French TV and radio personality

Nagui Fam (/fr/; Arabic: ناجي فام) is a French TV and radio personality. In his professional life, he goes by his first name Nagui.

==Early life==
Nagui Fam was born in Alexandria, Egypt.

== Career ==
Fam's television career began in 1987 on M6, and switched to TF1 in 1989. He became well known at the beginning of the 1990s with his game show Que le meilleur gagne (May the Best One Win) on La Cinq, which he carried over to France 2, which he joined in May 1992. His fame has been marked by frenetic humour in the part-parody N'oubliez pas votre brosse à dents (Don't Forget Your Toothbrush) or by a much more laid-back tone in the more serious Que le meilleur gagne.

In 1993 he founded his own production house, Air Productions, located at the Plaine Saint-Denis, and created a benchmark music show Taratata where artists perform "live".

In 1999 he attempted to take on the difficult job of succeeding Philippe Gildas and Antoine de Caunes on the Canal+ show, Nulle part ailleurs (Nowhere Else), a role that had already defeated Guillaume Durand.

In 2001 he returned to France 2 to present a game show, Le Numéro Gagnant (Winning Lines), Le Coffre (The Vault) in 2003, then the revival of Intervilles (Intercity) during summer 2004.

As of 2006 he is the host of a daily game show called Tout le monde veut prendre sa place, French for "Everybody wants to take his/her place" (the place being that of the current champion on the show), on France 2. The game concept has been bought by Michael Davies, the Power of 10 producer.

In addition, since December 2007, he hosts a daily musical game show in prime time: N'oubliez pas les paroles!, which is the French version of Don't Forget the Lyrics!

On radio, after co-hosting from 07:00 to 10:00 the morning show on Europe 2 (which later became Virgin Radio) with Manu from September 2006 to June 2008, he is currently hosting on Europe 1 a show called Décrochez le Soleil from 09:30 to 11:00. ( Give yourself ...the Sun ).
Currently, he is hosting "La Bande Originale" (The original Sound-track) on France Inter.

In April 2010, a national survey carried out by strategies.fr placed him as the nation no.1 TV host, which was confirmed by his ratings. He is fluent in English as well as French.

In his professional life, he goes by his first name Nagui.

**EXERCISES TO COMPLETE:**
A – Answer these questions from the Nagui Fam profile:
(i) In what city was Nagui Fam born?
(ii) What is the name of the production house he founded in 1993?
(iii) Which daily musical game show is the French version of Don't Forget the Lyrics!?
B – Transcribe everything in the Nagui Fam profile from "As of 2006 he" down to "yourself ...the Sun ).".

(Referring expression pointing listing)
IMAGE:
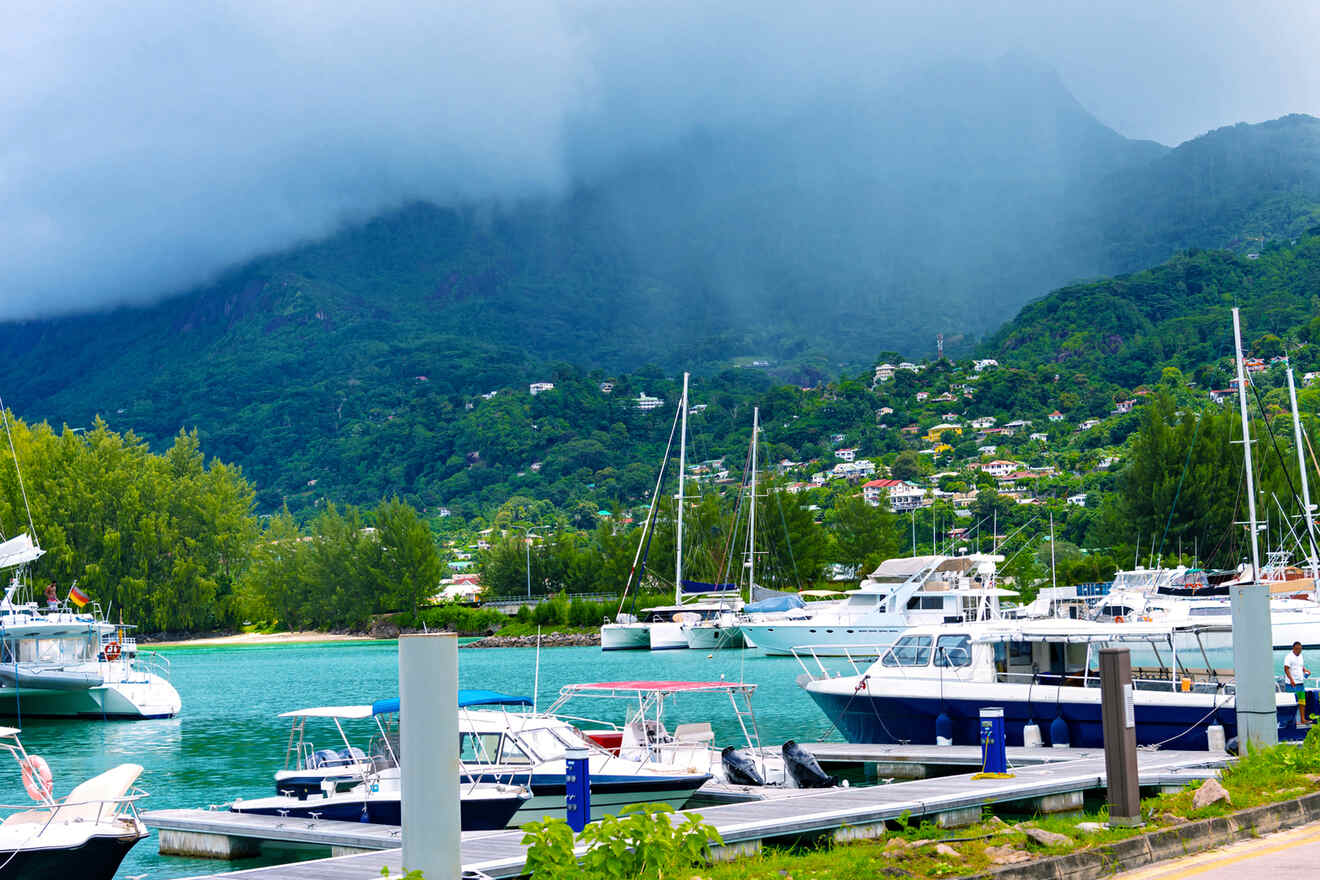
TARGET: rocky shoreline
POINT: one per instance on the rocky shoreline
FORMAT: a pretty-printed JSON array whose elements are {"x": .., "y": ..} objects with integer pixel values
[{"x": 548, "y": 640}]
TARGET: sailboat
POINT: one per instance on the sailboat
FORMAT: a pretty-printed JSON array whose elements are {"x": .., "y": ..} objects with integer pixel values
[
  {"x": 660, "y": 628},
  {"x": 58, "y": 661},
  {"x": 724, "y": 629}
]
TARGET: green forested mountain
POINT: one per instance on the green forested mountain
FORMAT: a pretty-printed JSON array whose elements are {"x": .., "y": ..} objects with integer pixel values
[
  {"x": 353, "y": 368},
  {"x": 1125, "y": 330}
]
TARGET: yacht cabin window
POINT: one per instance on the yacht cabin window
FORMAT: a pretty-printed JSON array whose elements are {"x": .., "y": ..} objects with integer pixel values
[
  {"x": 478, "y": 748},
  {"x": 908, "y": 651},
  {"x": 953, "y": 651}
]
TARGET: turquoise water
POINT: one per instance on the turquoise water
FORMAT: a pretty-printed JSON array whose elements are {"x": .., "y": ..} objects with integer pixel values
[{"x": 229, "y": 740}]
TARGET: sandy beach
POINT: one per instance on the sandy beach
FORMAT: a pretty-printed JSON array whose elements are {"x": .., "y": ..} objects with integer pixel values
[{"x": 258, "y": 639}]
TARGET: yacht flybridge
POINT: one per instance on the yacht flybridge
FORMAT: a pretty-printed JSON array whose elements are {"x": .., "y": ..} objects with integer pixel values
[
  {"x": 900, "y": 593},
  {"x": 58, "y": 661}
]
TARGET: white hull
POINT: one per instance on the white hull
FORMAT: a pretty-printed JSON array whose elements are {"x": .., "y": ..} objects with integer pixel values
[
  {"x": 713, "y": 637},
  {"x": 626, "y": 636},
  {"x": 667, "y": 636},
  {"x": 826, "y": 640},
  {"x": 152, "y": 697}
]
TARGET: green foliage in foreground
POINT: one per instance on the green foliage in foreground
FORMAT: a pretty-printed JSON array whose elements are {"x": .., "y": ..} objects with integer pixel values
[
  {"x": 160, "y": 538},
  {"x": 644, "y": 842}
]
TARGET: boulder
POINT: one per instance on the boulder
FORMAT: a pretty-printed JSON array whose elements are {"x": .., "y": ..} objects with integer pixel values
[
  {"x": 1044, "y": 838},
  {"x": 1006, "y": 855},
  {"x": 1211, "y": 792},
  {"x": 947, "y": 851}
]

**ANSWERS IN ORDER:**
A –
(i) Alexandria, Egypt
(ii) Air Productions
(iii) N'oubliez pas les paroles!

B –
As of 2006 he is the host of a daily game show called Tout le monde veut prendre sa place, French for "Everybody wants to take his/her place" (the place being that of the current champion on the show), on France 2. The game concept has been bought by Michael Davies, the Power of 10 producer.

In addition, since December 2007, he hosts a daily musical game show in prime time: N'oubliez pas les paroles!, which is the French version of Don't Forget the Lyrics!

On radio, after co-hosting from 07:00 to 10:00 the morning show on Europe 2 (which later became Virgin Radio) with Manu from September 2006 to June 2008, he is currently hosting on Europe 1 a show called Décrochez le Soleil from 09:30 to 11:00. ( Give yourself ...the Sun ).